***** INFORMATION SUPPLIED

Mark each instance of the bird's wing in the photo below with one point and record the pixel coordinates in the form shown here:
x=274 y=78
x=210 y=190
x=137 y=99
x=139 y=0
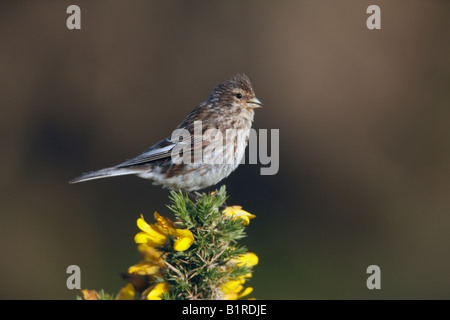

**********

* OBJECTIVE: Copy the items above word for word, but leave out the pictures.

* REPLY TO THE TASK:
Mark each instance of the bird's wing in the photo below with one point and record the pixel coordinates in the form shown here:
x=274 y=78
x=210 y=190
x=137 y=99
x=139 y=0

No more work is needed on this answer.